BEGIN Source document

Otolaryngologist-head and neck surgeons are well qualified by training and experience to evaluate and manage certain emergencies—notably, airway obstruction, facial trauma (including fractures and lacerations), disorders of the balance mechanisms, and acute infectious diseases of the soft tissues of the head and neck and aerodigestive tract. Most practitioners in our specialty have little or no reservation when it comes to responding to requests for urgent care in a public setting in the face of these disorders. The question of stepping forward becomes more difficult when the emergencies involve injuries, disorders, or illnesses that fall outside of the general scope of clinical practice for most otolaryngologist-head and neck surgeons. Therein lies the ethical challenge: “Is it better for me to help, with my limited capabilities, or to let others step forward who might actually have more or less capability than I have? Do I have a moral responsibility to volunteer, no matter what the circumstance?”
Explore this issue:January 2016
Hesitation about responding to a call for a physician can certainly be based on capability and scope of practice, but it could also be based on other issues, including fear of possible litigation, potential personal and/or professional embarrassment, concerns about how responding might impact travel plans, and lack of information regarding availability of therapeutic or resuscitation equipment. Most calls for physician assistance are unexpected and urgent, reducing the time for consideration before the need to respond is required.
Another debate that may be involved in a physician’s consideration of whether or not to respond is whether there is another healthcare provider in the immediate area who may be better qualified to assist the victim than the otolaryngologist. Additionally, is there enough time before things get critical for nearby first responders to arrive and resolve the critical issue? In some circumstances, it may be immediately obvious that you are the only provider capable of assisting. Conversely, given the wide range of healthcare providers available these days, it may be impossible to know who is best qualified to respond until the capabilities of those responding begin to sort themselves out. In fact, perhaps the best possible scenario in an urgent call for a “doctor” would be for multiple providers to respond and, after a brief assessment of the victim’s condition and needs, identify the most appropriate and capable individual to direct the medical care. Such a decision need not be based on academic degree, but rather on who has the appropriate knowledge and experience in dealing with the situation at hand—for instance, an EMT or critical care nurse might be better suited to care for a patient with a suspected MI than the responding otolaryngologist. An alternative, and certainly salutary, approach would be to quickly work out a team effort, in which each professional handles an aspect of care that is most appropriate to his/her training, giving the victim the benefit of professionals working together for the best outcome.

END Source document
BEGIN Material supplied

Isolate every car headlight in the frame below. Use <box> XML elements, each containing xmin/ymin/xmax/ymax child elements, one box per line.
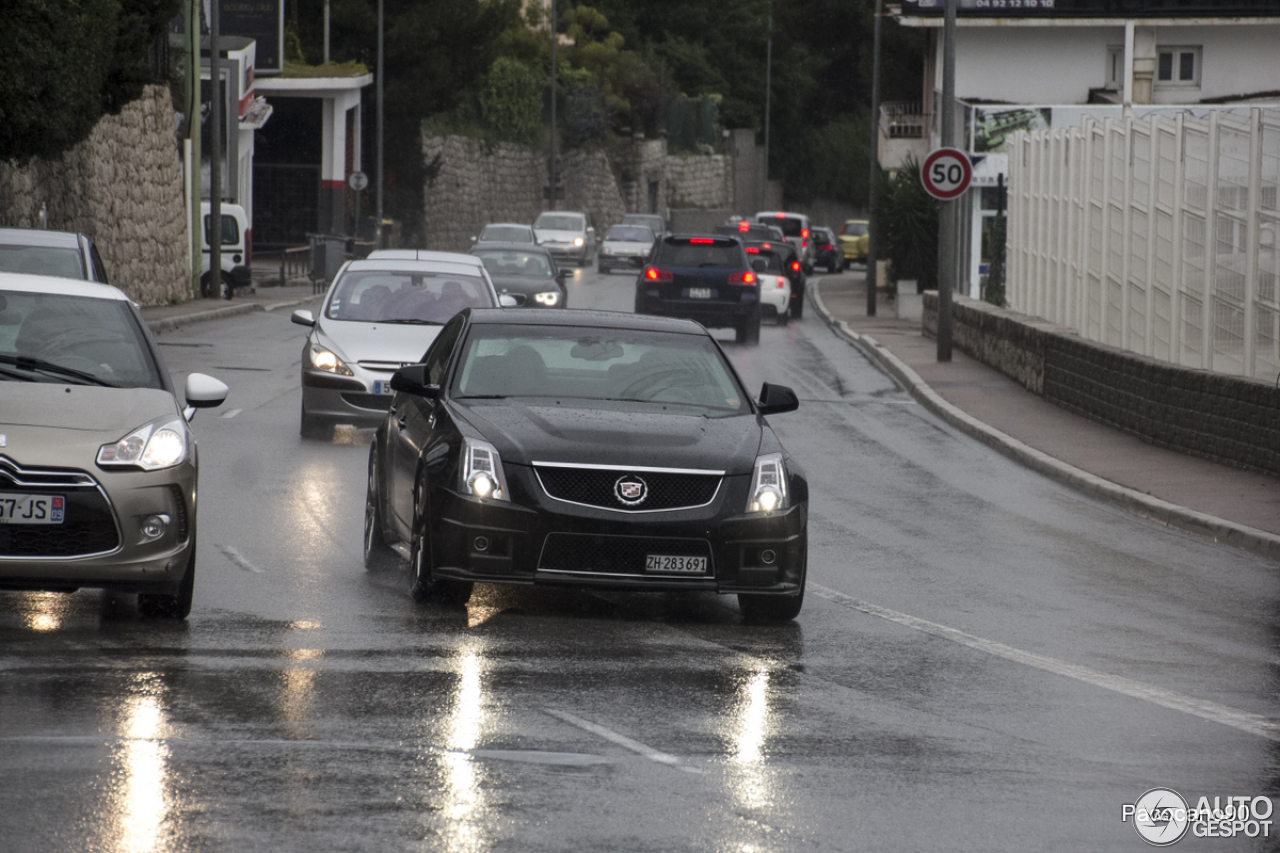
<box><xmin>462</xmin><ymin>438</ymin><xmax>511</xmax><ymax>501</ymax></box>
<box><xmin>97</xmin><ymin>418</ymin><xmax>187</xmax><ymax>471</ymax></box>
<box><xmin>311</xmin><ymin>343</ymin><xmax>356</xmax><ymax>377</ymax></box>
<box><xmin>746</xmin><ymin>453</ymin><xmax>787</xmax><ymax>514</ymax></box>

END Material supplied

Work required —
Say whether each statement agrees with the text above on physicians responding to emergency calls. Answer yes or no, quoting the deciding words from the text. (a) Fear of possible litigation is one reason a physician may hesitate to respond. (b) The person who directs medical care should be chosen by academic degree. (c) Most calls for physician assistance leave ample time for consideration.

Your response —
(a) Yes: "it could also be based on other issues, including fear of possible litigation"
(b) No: "Such a decision need not be based on academic degree, but rather on who has the appropriate knowledge and experience in dealing with the situation at hand"
(c) No: "Most calls for physician assistance are unexpected and urgent, reducing the time for consideration before the need to respond is required."